### What to work on
Give the records again exactly as written. Leave out the pictures.

(Stored data entries)
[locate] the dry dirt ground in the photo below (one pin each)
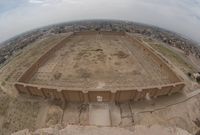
(23, 112)
(98, 61)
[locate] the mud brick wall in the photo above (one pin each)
(116, 95)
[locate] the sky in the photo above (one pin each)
(181, 16)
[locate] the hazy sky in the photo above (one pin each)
(182, 16)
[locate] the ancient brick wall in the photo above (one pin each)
(120, 95)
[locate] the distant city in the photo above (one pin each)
(13, 45)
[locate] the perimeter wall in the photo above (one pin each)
(80, 95)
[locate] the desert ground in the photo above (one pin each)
(19, 112)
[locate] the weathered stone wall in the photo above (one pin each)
(61, 93)
(75, 95)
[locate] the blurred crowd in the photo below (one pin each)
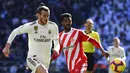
(111, 18)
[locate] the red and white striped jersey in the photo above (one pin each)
(71, 44)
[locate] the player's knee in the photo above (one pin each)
(41, 69)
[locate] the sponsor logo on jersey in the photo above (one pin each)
(36, 28)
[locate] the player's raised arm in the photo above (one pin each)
(85, 37)
(56, 42)
(123, 54)
(21, 29)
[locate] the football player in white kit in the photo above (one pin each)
(115, 51)
(41, 33)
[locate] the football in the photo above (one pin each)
(118, 65)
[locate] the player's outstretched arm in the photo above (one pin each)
(8, 44)
(21, 29)
(56, 50)
(6, 50)
(85, 37)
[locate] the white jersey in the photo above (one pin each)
(116, 53)
(40, 38)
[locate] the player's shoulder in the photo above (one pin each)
(51, 23)
(94, 32)
(110, 47)
(30, 23)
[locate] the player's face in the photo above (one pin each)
(43, 17)
(88, 25)
(67, 22)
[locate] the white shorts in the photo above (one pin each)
(34, 62)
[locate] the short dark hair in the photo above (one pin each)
(42, 7)
(65, 15)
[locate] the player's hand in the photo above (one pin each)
(55, 53)
(105, 53)
(6, 50)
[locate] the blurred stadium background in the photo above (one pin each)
(111, 18)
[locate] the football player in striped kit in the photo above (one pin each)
(41, 33)
(71, 43)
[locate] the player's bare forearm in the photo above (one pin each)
(6, 50)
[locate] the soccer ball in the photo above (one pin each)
(118, 65)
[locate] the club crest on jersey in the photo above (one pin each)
(36, 28)
(49, 32)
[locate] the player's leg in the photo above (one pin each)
(110, 71)
(41, 69)
(80, 68)
(36, 66)
(90, 59)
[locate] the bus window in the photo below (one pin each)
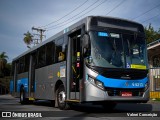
(21, 65)
(27, 60)
(41, 57)
(59, 54)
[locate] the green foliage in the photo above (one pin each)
(151, 34)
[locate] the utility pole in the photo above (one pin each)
(41, 31)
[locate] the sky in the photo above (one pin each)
(19, 16)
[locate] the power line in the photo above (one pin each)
(73, 16)
(115, 7)
(146, 12)
(53, 27)
(150, 18)
(66, 14)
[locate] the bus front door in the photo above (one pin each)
(75, 66)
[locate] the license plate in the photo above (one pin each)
(126, 94)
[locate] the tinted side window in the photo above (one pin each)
(59, 55)
(50, 53)
(21, 65)
(41, 57)
(27, 61)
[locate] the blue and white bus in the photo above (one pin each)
(101, 60)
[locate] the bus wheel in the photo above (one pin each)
(61, 97)
(23, 100)
(109, 106)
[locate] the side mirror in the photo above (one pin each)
(85, 44)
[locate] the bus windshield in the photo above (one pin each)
(115, 50)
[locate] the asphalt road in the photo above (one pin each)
(80, 112)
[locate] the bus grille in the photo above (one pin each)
(117, 92)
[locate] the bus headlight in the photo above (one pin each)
(95, 82)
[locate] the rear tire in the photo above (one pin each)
(61, 97)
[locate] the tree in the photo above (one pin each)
(28, 38)
(3, 62)
(151, 34)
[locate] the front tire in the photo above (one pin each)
(61, 97)
(109, 106)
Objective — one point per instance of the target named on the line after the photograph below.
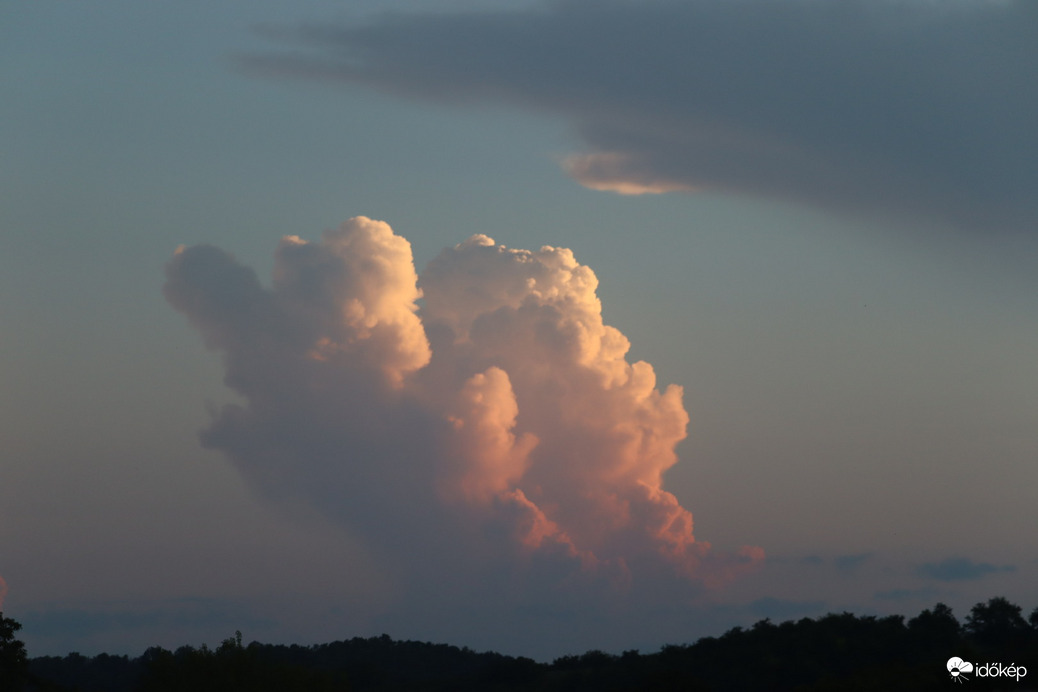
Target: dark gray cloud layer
(911, 109)
(961, 569)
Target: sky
(536, 327)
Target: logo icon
(957, 667)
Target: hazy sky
(558, 326)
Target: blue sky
(842, 281)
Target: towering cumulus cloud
(496, 428)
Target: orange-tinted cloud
(501, 419)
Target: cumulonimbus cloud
(906, 108)
(488, 419)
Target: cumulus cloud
(482, 421)
(907, 108)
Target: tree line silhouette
(835, 652)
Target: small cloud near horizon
(961, 569)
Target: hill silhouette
(836, 652)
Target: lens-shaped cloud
(904, 108)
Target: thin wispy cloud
(961, 569)
(908, 109)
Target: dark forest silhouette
(836, 652)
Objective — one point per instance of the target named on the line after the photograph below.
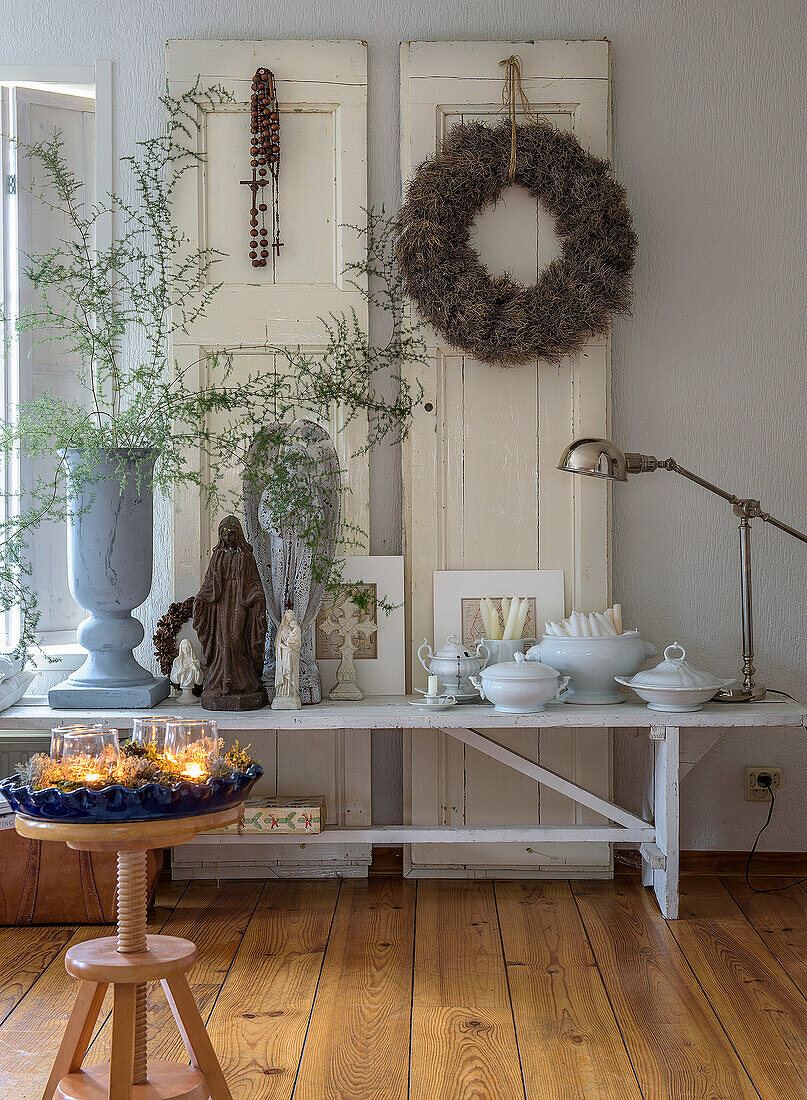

### Exercise response
[locate] the dry dirt ground in the photo below (one pin each)
(23, 112)
(98, 61)
[locate] the mud brick wall in the photo above (one pin each)
(116, 95)
[locate] the sky in the photo above (one pin each)
(181, 16)
[locate] the hazy sky in the photo above (one pin each)
(182, 16)
[locate] the ancient brick wall in the photo above (one pin each)
(120, 95)
[locate] the distant city in the photo above (one pin each)
(13, 45)
[locate] the perimeter wall in the photo above (one pin each)
(80, 95)
[locate] the desert ground in the photo above (one pin each)
(19, 112)
[locate] the weathered stone wall in the photo above (one pin each)
(61, 93)
(75, 95)
[locate] the blurred crowd in the photo below (one pin each)
(111, 18)
[locate] the red and white striped jersey in the photo above (one pin each)
(71, 44)
[locate] the player's knee in the photo above (one pin each)
(41, 69)
[locate] the sponsor logo on jersey in the photo above (one pin each)
(36, 28)
[locate] the player's raised arm in the photo above (one pin each)
(85, 37)
(56, 42)
(123, 54)
(21, 29)
[locate] the football player in white kit in the photo above (one pin each)
(115, 51)
(41, 33)
[locate] the football in the photo above (one pin each)
(118, 65)
[locate] the player's outstretched arm in the photo above (one pin each)
(8, 44)
(21, 29)
(56, 50)
(6, 50)
(85, 37)
[locate] the white jersey in the photo above (one pin each)
(116, 53)
(40, 38)
[locate] the player's shoulder in the photo above (one pin each)
(51, 23)
(94, 32)
(110, 47)
(30, 23)
[locate] the player's face in the photo above (one pin each)
(43, 17)
(88, 25)
(67, 22)
[locate] the white shorts in the photo above (one pin each)
(34, 62)
[locate] the short dark hair in the photo above (one pin each)
(42, 7)
(65, 15)
[locate] the player's hand in the photo above (one pin each)
(55, 53)
(105, 53)
(6, 50)
[locate] the blurred stadium background in the photo above (one pin each)
(111, 18)
[locate] the football player in striped kit in the photo above (one pin each)
(41, 33)
(71, 43)
[locate] the player's bare forearm in the photo above (one pin each)
(6, 50)
[locate] the soccer ball in the photo above (one pin each)
(118, 65)
[locate] the club crest on jersey in the photo above (one pin each)
(36, 28)
(49, 32)
[locate] the player's leg in the photo above (one pin each)
(110, 71)
(41, 69)
(80, 68)
(36, 66)
(90, 59)
[locate] the bus window in the photo below (one pin each)
(21, 65)
(27, 60)
(41, 57)
(59, 54)
[locate] the green foliage in the photo above (one pin each)
(151, 34)
[locate] the utility pole in the photo above (one pin each)
(41, 31)
[locate] the sky in the photo above (one pin each)
(19, 16)
[locate] the power line in the photo above (one pin each)
(73, 16)
(115, 7)
(146, 12)
(53, 27)
(150, 18)
(66, 14)
[locate] the bus front door in the photo above (one pin each)
(75, 66)
[locate] the license plate in the photo above (one pin each)
(126, 94)
[locate] the tinted side window in the photo above (one pin each)
(59, 55)
(50, 53)
(21, 65)
(41, 57)
(27, 61)
[locate] the blue and white bus in the photo above (one pin each)
(101, 60)
[locate] the bus wheel in the photo above (one pin each)
(61, 97)
(23, 100)
(109, 106)
[locate] the side mirror in the photo above (one pin each)
(85, 44)
[locate] the bus windshield in the photo above (one pin each)
(115, 50)
[locate] the asphalt road in the photo above (one pin each)
(80, 112)
[locate] the bus grille in the photo above (one pin each)
(117, 92)
[locate] the bus headlight in the photo above (one pin each)
(95, 82)
[locate] the rear tire in the photo above (one pin each)
(61, 97)
[locate] the tree in the photo above (one pin each)
(28, 38)
(3, 62)
(151, 34)
[locate] the front tire in the photo above (one pin each)
(61, 97)
(109, 106)
Objective — one point per instance of the target named on the line after the photograph below.
Target: dark gray cloud layer
(911, 109)
(961, 569)
Target: sky
(536, 327)
Target: logo icon
(957, 667)
Target: hazy sky
(558, 326)
Target: blue sky
(842, 281)
Target: towering cumulus cloud
(496, 428)
Target: orange-tinted cloud
(501, 419)
Target: cumulonimbus cloud
(906, 108)
(488, 419)
Target: cumulus cloud
(482, 421)
(907, 108)
Target: tree line silhouette
(835, 652)
Target: small cloud near horizon
(961, 569)
Target: hill silhouette
(836, 652)
Target: lens-shaped cloud
(904, 108)
Target: thin wispy cloud
(961, 569)
(908, 109)
Target: dark forest silhouette
(836, 652)
Objective — one point per instance of the target named on the line after the photograph below.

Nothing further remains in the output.